═══ Information given ═══

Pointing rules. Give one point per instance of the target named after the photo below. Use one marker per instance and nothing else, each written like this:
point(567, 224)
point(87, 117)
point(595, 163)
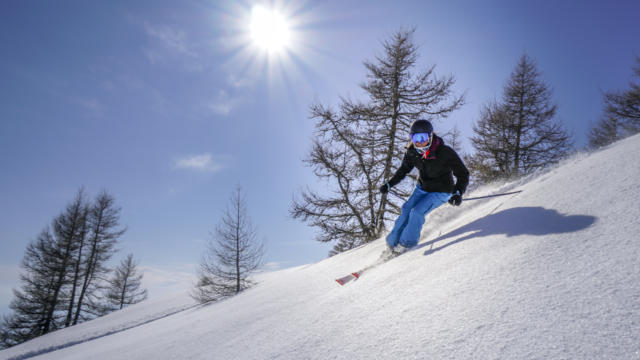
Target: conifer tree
point(125, 286)
point(232, 254)
point(356, 148)
point(520, 133)
point(621, 116)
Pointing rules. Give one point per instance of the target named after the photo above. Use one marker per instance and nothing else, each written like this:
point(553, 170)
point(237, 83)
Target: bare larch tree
point(233, 254)
point(356, 148)
point(621, 116)
point(125, 286)
point(519, 134)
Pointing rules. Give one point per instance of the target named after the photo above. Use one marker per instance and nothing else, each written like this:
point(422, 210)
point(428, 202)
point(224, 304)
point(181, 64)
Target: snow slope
point(552, 272)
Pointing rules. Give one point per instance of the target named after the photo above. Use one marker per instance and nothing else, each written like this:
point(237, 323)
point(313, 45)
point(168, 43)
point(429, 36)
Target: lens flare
point(269, 29)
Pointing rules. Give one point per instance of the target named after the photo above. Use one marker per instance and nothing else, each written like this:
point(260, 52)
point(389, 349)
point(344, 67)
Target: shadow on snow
point(536, 221)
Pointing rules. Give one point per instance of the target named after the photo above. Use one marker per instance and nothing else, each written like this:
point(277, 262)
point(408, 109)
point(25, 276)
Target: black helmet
point(421, 126)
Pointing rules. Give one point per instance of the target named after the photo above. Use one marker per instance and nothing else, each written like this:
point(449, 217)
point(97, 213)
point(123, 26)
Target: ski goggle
point(419, 138)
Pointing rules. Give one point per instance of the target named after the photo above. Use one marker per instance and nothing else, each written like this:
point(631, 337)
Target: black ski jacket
point(435, 169)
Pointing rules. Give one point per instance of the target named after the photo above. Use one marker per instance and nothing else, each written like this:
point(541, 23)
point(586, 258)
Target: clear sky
point(170, 105)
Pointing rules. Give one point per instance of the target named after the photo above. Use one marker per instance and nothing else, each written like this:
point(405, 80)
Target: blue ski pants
point(406, 230)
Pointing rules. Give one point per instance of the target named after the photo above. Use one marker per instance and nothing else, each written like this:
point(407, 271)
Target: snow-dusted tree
point(621, 116)
point(356, 148)
point(70, 234)
point(31, 304)
point(61, 269)
point(233, 254)
point(125, 286)
point(519, 134)
point(103, 225)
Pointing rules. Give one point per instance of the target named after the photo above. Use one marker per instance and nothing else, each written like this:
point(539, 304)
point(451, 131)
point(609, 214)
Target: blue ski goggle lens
point(419, 138)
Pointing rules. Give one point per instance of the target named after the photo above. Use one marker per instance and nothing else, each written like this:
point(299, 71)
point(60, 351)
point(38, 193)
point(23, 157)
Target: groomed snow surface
point(551, 272)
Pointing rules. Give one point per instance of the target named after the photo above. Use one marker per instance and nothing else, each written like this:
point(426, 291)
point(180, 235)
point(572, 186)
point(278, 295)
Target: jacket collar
point(430, 153)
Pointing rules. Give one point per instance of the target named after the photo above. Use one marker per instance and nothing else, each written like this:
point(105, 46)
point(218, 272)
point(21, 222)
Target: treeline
point(65, 278)
point(358, 146)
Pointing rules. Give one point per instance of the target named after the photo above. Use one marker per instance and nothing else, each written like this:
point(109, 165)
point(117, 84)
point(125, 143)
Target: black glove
point(456, 199)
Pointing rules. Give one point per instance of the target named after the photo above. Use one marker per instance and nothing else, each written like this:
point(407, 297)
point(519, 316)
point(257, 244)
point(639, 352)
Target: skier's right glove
point(456, 199)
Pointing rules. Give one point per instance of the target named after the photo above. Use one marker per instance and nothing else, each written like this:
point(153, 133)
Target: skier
point(435, 162)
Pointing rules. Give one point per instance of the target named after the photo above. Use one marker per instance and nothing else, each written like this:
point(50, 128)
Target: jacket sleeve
point(460, 172)
point(402, 171)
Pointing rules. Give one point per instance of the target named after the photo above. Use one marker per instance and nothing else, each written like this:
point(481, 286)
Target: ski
point(353, 276)
point(356, 274)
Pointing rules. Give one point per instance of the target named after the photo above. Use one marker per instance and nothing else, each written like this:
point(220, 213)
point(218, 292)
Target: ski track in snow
point(552, 272)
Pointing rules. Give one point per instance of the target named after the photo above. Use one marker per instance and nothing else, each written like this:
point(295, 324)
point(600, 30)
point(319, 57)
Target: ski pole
point(494, 195)
point(467, 199)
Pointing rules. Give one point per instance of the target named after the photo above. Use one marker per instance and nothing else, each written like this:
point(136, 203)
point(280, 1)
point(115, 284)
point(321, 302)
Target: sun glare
point(269, 29)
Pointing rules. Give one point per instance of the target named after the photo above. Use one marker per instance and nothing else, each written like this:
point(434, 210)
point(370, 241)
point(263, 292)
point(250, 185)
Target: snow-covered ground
point(551, 272)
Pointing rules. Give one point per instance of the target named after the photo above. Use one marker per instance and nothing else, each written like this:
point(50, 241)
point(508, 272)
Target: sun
point(269, 29)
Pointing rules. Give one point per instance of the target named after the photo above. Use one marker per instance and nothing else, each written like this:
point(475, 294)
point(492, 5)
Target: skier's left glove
point(456, 199)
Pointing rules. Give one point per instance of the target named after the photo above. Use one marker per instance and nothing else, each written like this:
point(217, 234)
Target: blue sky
point(168, 106)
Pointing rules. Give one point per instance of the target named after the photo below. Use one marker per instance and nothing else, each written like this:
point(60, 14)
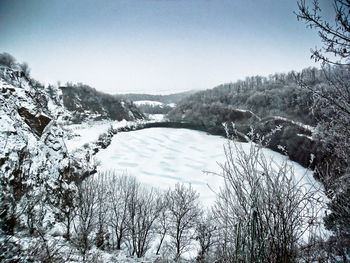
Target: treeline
point(155, 109)
point(171, 98)
point(87, 103)
point(260, 215)
point(276, 95)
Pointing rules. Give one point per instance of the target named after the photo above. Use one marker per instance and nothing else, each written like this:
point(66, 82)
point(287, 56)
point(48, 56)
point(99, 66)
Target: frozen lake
point(160, 157)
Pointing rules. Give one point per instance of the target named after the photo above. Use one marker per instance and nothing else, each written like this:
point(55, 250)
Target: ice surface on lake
point(160, 157)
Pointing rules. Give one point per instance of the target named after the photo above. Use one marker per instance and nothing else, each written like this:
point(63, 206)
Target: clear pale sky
point(155, 46)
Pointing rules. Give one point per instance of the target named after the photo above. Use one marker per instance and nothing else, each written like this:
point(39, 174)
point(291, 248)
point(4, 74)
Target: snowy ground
point(160, 157)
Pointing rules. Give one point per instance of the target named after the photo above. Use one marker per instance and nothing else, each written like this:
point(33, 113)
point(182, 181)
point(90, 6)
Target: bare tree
point(144, 211)
point(119, 195)
point(183, 214)
point(206, 235)
point(333, 128)
point(263, 211)
point(335, 36)
point(162, 222)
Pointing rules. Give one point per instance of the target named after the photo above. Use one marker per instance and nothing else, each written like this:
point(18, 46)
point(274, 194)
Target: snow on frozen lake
point(161, 157)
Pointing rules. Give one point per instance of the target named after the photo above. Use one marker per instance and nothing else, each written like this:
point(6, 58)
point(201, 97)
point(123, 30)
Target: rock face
point(34, 161)
point(86, 103)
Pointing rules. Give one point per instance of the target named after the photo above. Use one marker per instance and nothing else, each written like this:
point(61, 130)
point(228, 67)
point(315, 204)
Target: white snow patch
point(160, 157)
point(148, 102)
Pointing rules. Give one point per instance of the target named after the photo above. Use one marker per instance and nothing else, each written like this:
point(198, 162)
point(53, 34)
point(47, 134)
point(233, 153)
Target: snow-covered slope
point(34, 160)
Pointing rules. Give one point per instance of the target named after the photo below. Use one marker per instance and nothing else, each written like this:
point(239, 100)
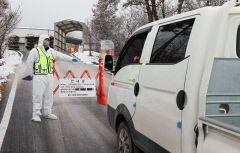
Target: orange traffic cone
point(70, 48)
point(101, 98)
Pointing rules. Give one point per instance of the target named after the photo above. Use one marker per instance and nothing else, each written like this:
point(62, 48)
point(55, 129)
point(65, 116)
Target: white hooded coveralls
point(43, 84)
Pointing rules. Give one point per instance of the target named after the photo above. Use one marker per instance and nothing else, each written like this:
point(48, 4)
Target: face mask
point(46, 44)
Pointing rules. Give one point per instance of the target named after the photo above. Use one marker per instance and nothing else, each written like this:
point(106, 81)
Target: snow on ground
point(8, 64)
point(85, 58)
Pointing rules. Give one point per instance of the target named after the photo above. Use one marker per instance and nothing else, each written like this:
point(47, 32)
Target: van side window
point(171, 42)
point(132, 51)
point(238, 42)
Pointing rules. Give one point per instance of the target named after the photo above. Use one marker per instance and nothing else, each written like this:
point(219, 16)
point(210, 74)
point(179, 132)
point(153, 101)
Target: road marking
point(8, 110)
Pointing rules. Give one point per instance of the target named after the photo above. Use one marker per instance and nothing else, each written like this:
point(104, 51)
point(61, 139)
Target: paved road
point(82, 126)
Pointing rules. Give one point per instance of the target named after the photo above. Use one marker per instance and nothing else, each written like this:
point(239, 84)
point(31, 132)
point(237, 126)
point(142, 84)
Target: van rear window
point(238, 42)
point(171, 42)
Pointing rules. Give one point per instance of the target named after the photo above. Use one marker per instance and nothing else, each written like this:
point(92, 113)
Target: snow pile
point(85, 58)
point(8, 64)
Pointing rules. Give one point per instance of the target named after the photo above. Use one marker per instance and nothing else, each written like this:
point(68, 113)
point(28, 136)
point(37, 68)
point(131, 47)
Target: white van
point(160, 99)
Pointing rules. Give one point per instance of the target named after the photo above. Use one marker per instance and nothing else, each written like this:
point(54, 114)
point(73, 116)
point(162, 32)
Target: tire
point(124, 139)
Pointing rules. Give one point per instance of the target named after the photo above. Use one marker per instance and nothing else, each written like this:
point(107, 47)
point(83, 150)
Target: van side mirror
point(108, 62)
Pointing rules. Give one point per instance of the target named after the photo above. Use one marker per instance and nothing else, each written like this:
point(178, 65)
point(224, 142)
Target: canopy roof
point(70, 25)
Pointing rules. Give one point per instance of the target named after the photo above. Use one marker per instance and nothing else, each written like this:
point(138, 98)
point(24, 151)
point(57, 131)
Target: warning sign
point(77, 88)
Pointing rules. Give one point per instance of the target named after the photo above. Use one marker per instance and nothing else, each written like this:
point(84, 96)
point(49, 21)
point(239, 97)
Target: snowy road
point(82, 126)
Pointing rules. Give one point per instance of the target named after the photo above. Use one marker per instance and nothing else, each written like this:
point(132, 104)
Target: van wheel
point(124, 140)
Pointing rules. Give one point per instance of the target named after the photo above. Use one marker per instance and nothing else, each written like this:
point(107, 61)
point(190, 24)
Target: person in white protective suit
point(40, 66)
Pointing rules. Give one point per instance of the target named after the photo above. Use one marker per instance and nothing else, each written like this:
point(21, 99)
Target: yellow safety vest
point(45, 64)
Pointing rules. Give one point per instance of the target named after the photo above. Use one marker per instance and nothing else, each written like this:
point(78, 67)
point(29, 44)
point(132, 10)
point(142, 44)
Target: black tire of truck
point(124, 139)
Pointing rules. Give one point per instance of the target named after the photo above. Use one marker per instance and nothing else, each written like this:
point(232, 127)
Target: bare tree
point(8, 20)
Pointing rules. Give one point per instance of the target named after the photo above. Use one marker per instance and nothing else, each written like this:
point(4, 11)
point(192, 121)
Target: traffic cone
point(101, 98)
point(70, 48)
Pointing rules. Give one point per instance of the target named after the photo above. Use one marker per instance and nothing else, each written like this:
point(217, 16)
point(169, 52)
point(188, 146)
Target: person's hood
point(42, 38)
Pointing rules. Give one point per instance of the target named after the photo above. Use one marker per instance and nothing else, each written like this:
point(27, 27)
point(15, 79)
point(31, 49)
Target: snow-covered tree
point(8, 20)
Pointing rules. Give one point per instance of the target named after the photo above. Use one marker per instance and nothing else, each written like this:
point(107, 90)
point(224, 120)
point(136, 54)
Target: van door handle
point(136, 89)
point(181, 99)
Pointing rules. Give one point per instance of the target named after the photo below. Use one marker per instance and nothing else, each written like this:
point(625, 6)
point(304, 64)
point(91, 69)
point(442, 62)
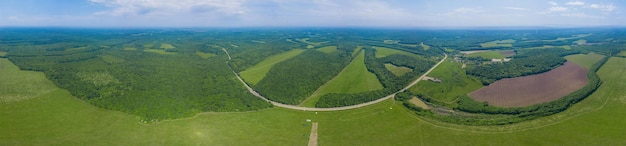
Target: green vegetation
point(487, 55)
point(256, 73)
point(354, 78)
point(498, 43)
point(584, 60)
point(294, 80)
point(328, 49)
point(527, 62)
point(205, 55)
point(397, 70)
point(455, 84)
point(159, 51)
point(31, 119)
point(384, 52)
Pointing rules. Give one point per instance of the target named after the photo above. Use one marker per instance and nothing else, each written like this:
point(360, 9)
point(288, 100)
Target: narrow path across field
point(253, 92)
point(313, 136)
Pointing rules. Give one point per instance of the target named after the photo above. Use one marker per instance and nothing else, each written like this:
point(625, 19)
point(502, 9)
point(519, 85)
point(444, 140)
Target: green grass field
point(498, 43)
point(159, 51)
point(353, 79)
point(487, 54)
point(397, 70)
point(584, 60)
point(454, 83)
point(384, 52)
point(328, 49)
point(205, 55)
point(56, 118)
point(257, 72)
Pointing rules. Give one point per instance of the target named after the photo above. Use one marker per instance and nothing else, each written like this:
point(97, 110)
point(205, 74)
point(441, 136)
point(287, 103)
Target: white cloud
point(557, 9)
point(553, 3)
point(575, 3)
point(516, 8)
point(170, 7)
point(609, 7)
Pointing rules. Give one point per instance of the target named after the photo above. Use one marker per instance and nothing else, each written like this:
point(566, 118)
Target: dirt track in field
point(533, 89)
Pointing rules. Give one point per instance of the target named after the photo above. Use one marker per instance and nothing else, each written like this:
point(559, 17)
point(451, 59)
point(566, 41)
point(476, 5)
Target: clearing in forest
point(487, 55)
point(354, 78)
point(584, 60)
point(205, 55)
point(533, 89)
point(498, 43)
point(257, 72)
point(384, 52)
point(454, 83)
point(328, 49)
point(397, 70)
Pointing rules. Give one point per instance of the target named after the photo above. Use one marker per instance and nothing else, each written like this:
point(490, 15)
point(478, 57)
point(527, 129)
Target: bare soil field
point(533, 89)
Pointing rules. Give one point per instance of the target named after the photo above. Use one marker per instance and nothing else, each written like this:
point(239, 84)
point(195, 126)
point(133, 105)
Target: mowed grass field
point(584, 60)
point(454, 83)
point(257, 72)
point(56, 118)
point(354, 78)
point(384, 52)
point(498, 43)
point(487, 54)
point(328, 49)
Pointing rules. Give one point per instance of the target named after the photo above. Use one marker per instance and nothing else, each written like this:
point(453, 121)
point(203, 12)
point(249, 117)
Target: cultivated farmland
point(533, 89)
point(257, 72)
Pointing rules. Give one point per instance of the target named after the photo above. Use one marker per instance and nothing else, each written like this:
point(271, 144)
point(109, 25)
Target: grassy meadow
point(57, 118)
point(487, 54)
point(257, 72)
point(354, 78)
point(585, 60)
point(454, 83)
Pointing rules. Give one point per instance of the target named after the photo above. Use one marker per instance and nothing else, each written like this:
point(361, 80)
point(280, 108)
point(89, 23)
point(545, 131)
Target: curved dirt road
point(334, 108)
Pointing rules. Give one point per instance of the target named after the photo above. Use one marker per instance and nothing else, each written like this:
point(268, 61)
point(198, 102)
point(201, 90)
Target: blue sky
point(366, 13)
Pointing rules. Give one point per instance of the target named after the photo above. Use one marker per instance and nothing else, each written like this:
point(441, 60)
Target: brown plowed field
point(533, 89)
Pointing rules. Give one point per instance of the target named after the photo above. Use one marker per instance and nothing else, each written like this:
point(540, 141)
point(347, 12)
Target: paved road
point(334, 108)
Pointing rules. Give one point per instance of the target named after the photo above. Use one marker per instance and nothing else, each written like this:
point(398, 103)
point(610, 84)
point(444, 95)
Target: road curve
point(253, 92)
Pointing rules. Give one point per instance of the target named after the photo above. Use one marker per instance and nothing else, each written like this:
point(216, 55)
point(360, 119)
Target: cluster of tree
point(293, 80)
point(390, 82)
point(527, 62)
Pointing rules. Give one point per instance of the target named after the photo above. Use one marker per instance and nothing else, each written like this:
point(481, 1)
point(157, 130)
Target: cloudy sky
point(376, 13)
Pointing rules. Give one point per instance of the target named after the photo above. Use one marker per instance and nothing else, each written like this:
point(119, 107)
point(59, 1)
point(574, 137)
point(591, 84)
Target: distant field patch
point(487, 54)
point(205, 55)
point(328, 49)
point(159, 51)
point(129, 49)
point(18, 85)
point(167, 46)
point(257, 72)
point(498, 43)
point(397, 70)
point(112, 59)
point(533, 89)
point(384, 52)
point(454, 83)
point(354, 78)
point(419, 103)
point(584, 60)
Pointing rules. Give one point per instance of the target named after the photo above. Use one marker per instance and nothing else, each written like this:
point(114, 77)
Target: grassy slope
point(257, 72)
point(57, 118)
point(488, 55)
point(397, 70)
point(327, 49)
point(354, 78)
point(584, 60)
point(384, 52)
point(454, 83)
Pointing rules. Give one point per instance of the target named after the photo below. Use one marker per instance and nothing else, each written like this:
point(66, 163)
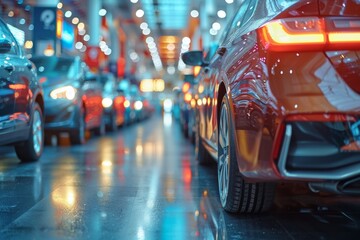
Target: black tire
point(101, 130)
point(112, 126)
point(236, 195)
point(31, 149)
point(201, 154)
point(77, 136)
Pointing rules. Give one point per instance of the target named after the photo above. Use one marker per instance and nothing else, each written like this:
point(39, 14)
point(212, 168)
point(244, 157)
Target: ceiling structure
point(167, 24)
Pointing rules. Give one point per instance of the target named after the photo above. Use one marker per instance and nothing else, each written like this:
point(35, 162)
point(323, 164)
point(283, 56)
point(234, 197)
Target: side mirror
point(5, 46)
point(194, 58)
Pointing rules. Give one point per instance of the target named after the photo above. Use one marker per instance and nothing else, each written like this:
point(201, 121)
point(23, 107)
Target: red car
point(282, 101)
point(73, 103)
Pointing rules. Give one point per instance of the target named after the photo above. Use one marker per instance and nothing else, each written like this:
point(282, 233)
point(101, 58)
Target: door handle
point(9, 68)
point(29, 66)
point(221, 51)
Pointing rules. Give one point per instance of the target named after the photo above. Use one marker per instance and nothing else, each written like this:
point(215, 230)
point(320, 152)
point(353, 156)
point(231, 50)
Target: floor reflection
point(143, 183)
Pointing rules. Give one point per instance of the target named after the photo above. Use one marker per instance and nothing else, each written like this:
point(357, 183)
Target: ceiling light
point(194, 13)
point(86, 37)
point(213, 32)
point(79, 45)
point(149, 40)
point(146, 31)
point(186, 40)
point(68, 14)
point(144, 25)
point(151, 44)
point(75, 20)
point(81, 26)
point(102, 12)
point(216, 26)
point(139, 13)
point(221, 14)
point(171, 70)
point(170, 47)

═══

*The task:* Tally the lines in the data above that contain the string "goggle", counting only matches with the same case. Reply with the number alone.

*Response for this exercise:* 2